- EXERCISE TASKS
• a. Translate this sentence from the book review into Spanish: "Chacour points out that these sad facts only make the Palestinian plight more ironic."
• b. In the book review, what have some reviews on Amazon called Chacour?
• c. Continue the book review about Chacour from its last sentence.

- PAGE EXCERPT
- - -

Chacour tells of how Palestinians and Jews lived in peace with one another for centuries before the early 20th century. With the success of the Zionist movement and the horrible atrocities of WW2 and the holocaust, European Jews began emigrating en masse to Palestine. Ironically, while Western nations strongly supported Jewish immigration into Palestinian on the basis that they needed a homeland (Chacour fully accepts that they needed a place to live in peace and security as they were clearly unwelcome in Europe), Western states refused Jews entry into their own nations.
Chacour emphasizes that between WW1 and WW2, the peaceful and violent tactics of Palestinians fail to gain them any sympathy in the international arena, whose leaders ignored Palestinian diplomacy while continually urging Palestinians to accept their Jewish brethren while European states had persecuted them and refused to make amends by opening Jewish immigration quotas.
Utterly mind-boggling is the fact that he has been called an anti-semite by some reviews on Amazon. Anyone who reads this book will see that he exhibits a deep love and admiration for Jews, and expresses heartfelt sympathy for the persecution of Jews throughout European history and culminating in the holocaust. Chacour points out that these sad facts only make the Palestinian plight more ironic.
At times, I felt Chacour depends too much on the kindness and good nature of human beings, and that this made his political opinions somewhat naive. By the end of the book, however, I concluded that this was not a fair conclusion. He understands very well that Palestinians were persecuted and that Israel has a right to exist, but he doesn't believe violence ever leads to peace. Whether this opinion is very naive or very wise is up to the reader to decide.

- - -

- RECORDS
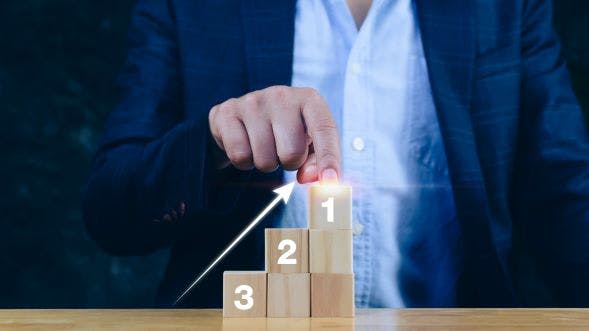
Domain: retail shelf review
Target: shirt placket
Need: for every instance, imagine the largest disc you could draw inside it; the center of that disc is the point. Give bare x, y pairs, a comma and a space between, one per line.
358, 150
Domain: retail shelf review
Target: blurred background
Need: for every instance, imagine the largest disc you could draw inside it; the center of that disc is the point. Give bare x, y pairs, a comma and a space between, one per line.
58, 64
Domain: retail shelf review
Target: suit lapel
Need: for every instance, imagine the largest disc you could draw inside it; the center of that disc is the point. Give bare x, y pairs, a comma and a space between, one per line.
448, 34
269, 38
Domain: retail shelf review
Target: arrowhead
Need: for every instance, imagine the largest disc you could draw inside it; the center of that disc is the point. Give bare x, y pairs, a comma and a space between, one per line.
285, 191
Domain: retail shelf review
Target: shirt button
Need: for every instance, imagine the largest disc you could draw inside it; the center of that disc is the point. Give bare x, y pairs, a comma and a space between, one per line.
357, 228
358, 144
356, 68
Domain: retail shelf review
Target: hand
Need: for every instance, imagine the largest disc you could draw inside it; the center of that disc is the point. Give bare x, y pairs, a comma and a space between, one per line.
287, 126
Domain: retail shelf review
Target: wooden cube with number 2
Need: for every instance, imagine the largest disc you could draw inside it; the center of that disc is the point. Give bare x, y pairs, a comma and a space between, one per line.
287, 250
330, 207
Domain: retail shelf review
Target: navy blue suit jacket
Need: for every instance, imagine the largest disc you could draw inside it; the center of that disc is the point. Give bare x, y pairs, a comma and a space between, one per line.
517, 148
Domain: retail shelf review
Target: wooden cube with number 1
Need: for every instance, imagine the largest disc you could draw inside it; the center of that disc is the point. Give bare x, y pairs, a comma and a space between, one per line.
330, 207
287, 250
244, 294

- - -

- SOLVED PROBLEMS
• a. Chacour señala que estos tristes hechos solo hacen que la difícil situación de los palestinos resulte más irónica.

• b. An anti-semite.

• c.
Lastly, one should always be skeptical when reading personal accounts of political conflicts. One man can only see so much, and if one wants to really discover the facts of the Israel-Palestinian conflict, one has to read several books. This is not a book of facts, but it is not intended to be. Thousands of books on the history of this conflict have been written, and any earnest and disinterested endeavor to learn about what actually happened will not result in much confusion as to what occurred (is occurring). Note that there is no devoid of personal stories and ethnographies either, although I would very people have ever read these, even though they would do everyone some good. But this is a rich addition to the literature, in that it successfully de-dehumanizes the Palestinian people and avoids anything but the most basic historical political facts.
- I highly recommend this book for the information and the point of view which I think most Americans have never heard. Most Americans are not even aware that Palestinians include Christians as well as Muslims and we have grown up hearing how wonderful it was that Israel was "set aside" or "given" to the Jews as a homeland after the horrors of the Holocaust. It isn't that simple. It never was. This very personal story of Elias Chacour is told in a way most people can understand and empathize with and, hopefully, will add strength to the movement toward peace in that region.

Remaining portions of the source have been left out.